**EXERCISE REQUIREMENTS**
Extract the full listing verbatim and drop any pictures from your copy.

**MATERIAL TO PROCESS**
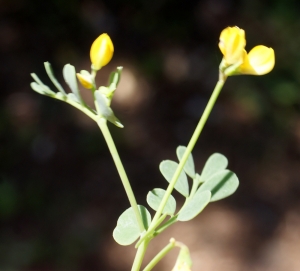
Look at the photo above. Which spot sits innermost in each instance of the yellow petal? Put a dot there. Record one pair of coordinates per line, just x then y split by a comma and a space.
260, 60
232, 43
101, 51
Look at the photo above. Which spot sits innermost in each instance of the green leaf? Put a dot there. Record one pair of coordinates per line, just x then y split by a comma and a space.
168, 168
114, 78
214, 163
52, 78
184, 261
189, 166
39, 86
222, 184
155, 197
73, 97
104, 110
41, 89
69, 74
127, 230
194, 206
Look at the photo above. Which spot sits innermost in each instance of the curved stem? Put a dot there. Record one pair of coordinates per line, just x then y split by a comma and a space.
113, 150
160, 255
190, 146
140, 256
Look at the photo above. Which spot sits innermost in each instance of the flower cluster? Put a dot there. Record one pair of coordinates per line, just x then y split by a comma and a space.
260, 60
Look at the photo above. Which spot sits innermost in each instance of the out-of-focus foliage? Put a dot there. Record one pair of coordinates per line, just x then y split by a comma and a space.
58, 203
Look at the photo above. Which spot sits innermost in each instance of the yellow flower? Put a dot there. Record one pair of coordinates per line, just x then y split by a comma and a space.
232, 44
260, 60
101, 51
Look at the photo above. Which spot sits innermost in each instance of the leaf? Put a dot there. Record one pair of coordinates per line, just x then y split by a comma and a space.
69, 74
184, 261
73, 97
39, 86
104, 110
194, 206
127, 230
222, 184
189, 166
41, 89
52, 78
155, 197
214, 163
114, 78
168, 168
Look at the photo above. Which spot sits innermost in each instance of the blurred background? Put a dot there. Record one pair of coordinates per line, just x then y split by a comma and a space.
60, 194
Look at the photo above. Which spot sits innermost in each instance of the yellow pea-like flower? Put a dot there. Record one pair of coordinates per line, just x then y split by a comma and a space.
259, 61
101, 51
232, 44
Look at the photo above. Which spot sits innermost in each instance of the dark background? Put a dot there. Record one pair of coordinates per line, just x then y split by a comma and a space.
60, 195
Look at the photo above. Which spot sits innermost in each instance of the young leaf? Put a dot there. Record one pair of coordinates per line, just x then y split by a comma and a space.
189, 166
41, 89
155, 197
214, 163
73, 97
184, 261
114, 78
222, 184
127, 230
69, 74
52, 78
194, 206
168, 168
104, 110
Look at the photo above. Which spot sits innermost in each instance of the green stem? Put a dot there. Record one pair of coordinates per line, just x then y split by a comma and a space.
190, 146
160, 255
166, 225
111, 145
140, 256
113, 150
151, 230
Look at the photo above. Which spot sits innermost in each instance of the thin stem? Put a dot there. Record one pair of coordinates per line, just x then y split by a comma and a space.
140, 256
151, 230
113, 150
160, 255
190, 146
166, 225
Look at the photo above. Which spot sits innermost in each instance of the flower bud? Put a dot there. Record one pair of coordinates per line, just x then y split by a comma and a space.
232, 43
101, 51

**WRITTEN SOLUTION**
Look at the photo above. Which spot sits innermost in each instance of the yellow petal? Put a dot there. Record one pair of coordinates per line, just x then y split by a comma and a space.
260, 60
232, 43
101, 51
Look at the photo above. Which spot sits innermost in each instance of the green leaf? Put a dot there. Record one pair of coordinates per line, just x then y split by a comma and a space.
168, 168
114, 78
214, 163
52, 78
184, 261
189, 166
39, 86
222, 184
155, 197
73, 97
104, 110
41, 89
69, 74
127, 230
194, 206
Look at the photo above. Which spot sits innermost in each instance of the curved stem? Put a dot there. Record one pair of coordinates per line, just x then y split by a comma and a space.
113, 150
160, 255
190, 146
140, 256
Look at the photo above. Which spot sits innermost in each instance of the flower cluster? Put a dot there. Record one pair of coordinates per line, just x then y split by a comma and a space.
260, 60
Look at the photo above. Which spot sits innermost in each instance of the out-of-focus foliage? Put a dot there. Record one pair of coordinates per line, just x then y split by a comma and a space.
58, 203
Look at the photo above. Which spot sits innermost in each instance of the yellow flower? Put a dot there. Record one pair of coordinates per line, just x then y split by a comma and a space.
232, 44
260, 60
101, 51
Look at the photo above. Which spot sits innermost in each instance of the leaf? Put a dot there. Record one pair of coordinates per line, just x then y split by a comma and a space.
69, 74
184, 261
73, 97
39, 86
104, 110
194, 206
127, 230
222, 184
189, 166
41, 89
52, 78
155, 197
214, 163
114, 78
168, 168
Look at the photo above. Which spot sits innermost in each instance of the blurred background? Put a dot there. Record one pair of coordinates per line, just x then y split by a comma and a space.
60, 194
Look at the photo above. Which spot sits innermost in each instance of the yellow pea-like flower? Put a dot there. Record one pair of coordinates per line, just x then y split by a comma and a space.
259, 61
101, 51
232, 44
Look at the photo above. Which spot sits innermost in each instance of the dark background? Put a dot there. Record one pair of coordinates per line, just x then y split by a comma and a space.
60, 195
Look at the photo above. Which spot sits innermost in each instance of the young leaf? Put a dot there. Record one pair of coordinates per line, just x then y split by a comma and a space.
189, 166
41, 89
155, 197
214, 163
73, 97
184, 261
114, 78
222, 184
127, 230
69, 74
52, 78
194, 206
168, 168
104, 110
Look at the photo above. Which spot sits innermost in each instance of the green stem? Put a dot there. Record one pair of coordinates per line, just x then y split by a comma and a space.
190, 146
160, 255
166, 225
111, 145
140, 256
113, 150
151, 230
Look at the photo above. Which spot sits innermost in each instance of the thin stem? Put a dot there. Record one pair of coordinates per line, just x then y split by a comma and a space.
140, 256
151, 230
113, 150
160, 255
190, 146
166, 225
Look at the photo above. Which spot sits innermost in each instance of the flower bud? Put a dot there. Record one pair of coordinates per line, just x then y split by a comma and a space.
232, 43
101, 51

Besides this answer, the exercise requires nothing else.